▶ EXCERPTED PASSAGE:

____

When Bad Things Happen To Good People (Like Me)

You want to be a downer at any party?  Bring up the issue of suffering and ask what it’s purpose is in the world.  This, I can guarantee, will make your party circle dissipate.  That, or a LOT of people will suddenly excuse themselves, muttering their need to use the rest room or half empty drink classes that need refilling.

Not only is suffering a dismal, darkening corner of any person’s life, it is also such that because it’s so widely mysterious.  There are as many theories about the function and role of suffering as there are theories about God.  The age old question, “Why do bad things happen to good people,” is a question that can quiet any soul.  Why?  Because no one knows.  The unanswerable question, the spiritual vacancy that begs to be filled remains vacant.  Is it God testing us?  Is it punishment for something we’ve done?  Is it an evil in the world that strikes as randomly as a roulette wheel?

Or is it that it can be as simple as trying to find goodness and life-giving moments in times of distress and despair?

I recently heard an explanation that one of the seven Catholic sacraments, Anointing of the Sick, was not so much about that a person’s physical health rebounds, but more of a prayer for someone’s spiritual health; that the person does not slip into despair and emotional destitution.

____

Continue the essay on suffering and why bad things happen to good people, starting right after its last sentence.

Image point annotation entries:

____

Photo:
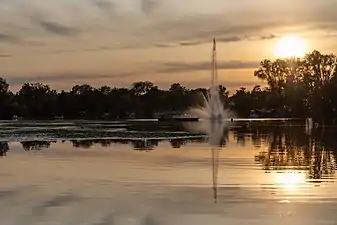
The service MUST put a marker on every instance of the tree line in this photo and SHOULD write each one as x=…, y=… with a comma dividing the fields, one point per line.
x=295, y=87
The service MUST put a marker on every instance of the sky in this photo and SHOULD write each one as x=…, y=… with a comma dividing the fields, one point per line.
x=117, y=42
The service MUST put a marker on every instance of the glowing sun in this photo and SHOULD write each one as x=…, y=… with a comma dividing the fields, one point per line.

____

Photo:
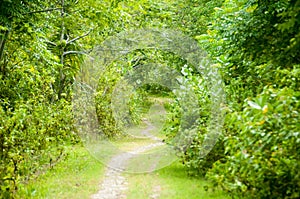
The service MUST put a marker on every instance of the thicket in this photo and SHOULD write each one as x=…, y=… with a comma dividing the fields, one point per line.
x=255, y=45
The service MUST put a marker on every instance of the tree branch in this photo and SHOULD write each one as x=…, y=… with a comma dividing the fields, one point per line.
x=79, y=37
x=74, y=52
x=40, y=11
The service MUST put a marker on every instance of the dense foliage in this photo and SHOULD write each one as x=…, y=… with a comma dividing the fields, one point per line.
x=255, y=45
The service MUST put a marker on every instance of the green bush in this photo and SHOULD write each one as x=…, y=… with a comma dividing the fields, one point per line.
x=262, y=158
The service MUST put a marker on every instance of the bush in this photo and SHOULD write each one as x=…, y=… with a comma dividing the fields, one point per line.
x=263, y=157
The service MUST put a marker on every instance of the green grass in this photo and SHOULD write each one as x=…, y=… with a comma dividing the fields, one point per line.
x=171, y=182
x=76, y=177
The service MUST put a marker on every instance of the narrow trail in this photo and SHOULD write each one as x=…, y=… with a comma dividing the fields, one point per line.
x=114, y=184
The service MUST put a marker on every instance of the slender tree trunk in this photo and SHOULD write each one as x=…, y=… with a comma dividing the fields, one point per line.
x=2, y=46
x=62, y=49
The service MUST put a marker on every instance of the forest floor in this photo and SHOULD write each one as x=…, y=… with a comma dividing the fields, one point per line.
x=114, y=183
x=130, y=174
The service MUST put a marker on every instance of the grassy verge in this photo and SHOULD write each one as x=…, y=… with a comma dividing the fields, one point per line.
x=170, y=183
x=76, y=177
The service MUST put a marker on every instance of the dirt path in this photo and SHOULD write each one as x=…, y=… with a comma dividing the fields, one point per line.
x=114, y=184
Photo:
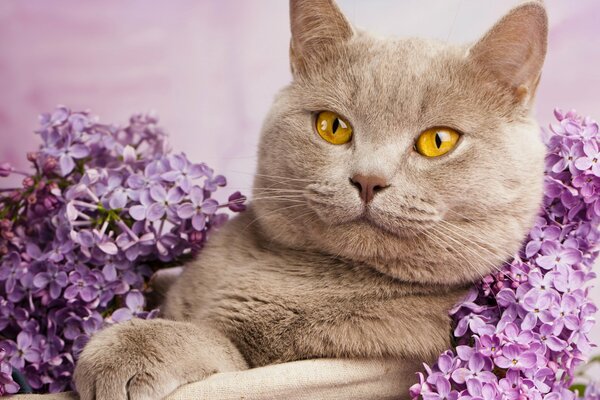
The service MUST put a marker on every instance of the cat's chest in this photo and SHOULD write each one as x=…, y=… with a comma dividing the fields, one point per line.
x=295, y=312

____

▶ FINAL RESULT:
Yesterday morning, I had packed Isaiah up and was ready to run errands with him and decided to clear out the trunk so I could fill it with groceries.  Awkwardly positioned, one handed lifting with my right, I blew something in my lower back that felt like a pull in my lumbar region which quickly radiated into my sides.  I fell to the garage floor in pain while Isaiah, stuffed in his bear snow suit gazed wide eyed at his fallen Mama Bear.  With teeth grinding and groans of pain, I picked him up out of the cold and nearly fell onto the living room carpet with him as he cried in surprise.  I called anyone close by for help.  I couldn’t move and I was terrified that my lower back was numb to feeling.  After a few hours, after a coworker came by to help with Isaiah and Nick left his classes early to come home and tend to his downcast wife, I began wondering.  The cliche set in.  WHY ME?  I had just deeply sliced my left thumb open last week and it was still healing and periodically bleeding from overuse.  My body was just clearing itself from a nasty and debilitating cold that racked my body since Sunday.  Despite all of this, I had been on the healthiest run of my life since I was pregnant: regularly working out, lifting weights, and running.  I felt terrific.

Immobile and feeling sorry for myself, I turn to pillows and tears as I could barely pick up Isaiah and had to ask Nick for every little thing: picking up something on the ground, helping me up from the couch and even slicing a fruit.  Asking for help was never so humiliating, even if the person being asked was my spouse.   Needless to say, staying in bed or on a couch made things even worse.  I was in a foul, foul mood.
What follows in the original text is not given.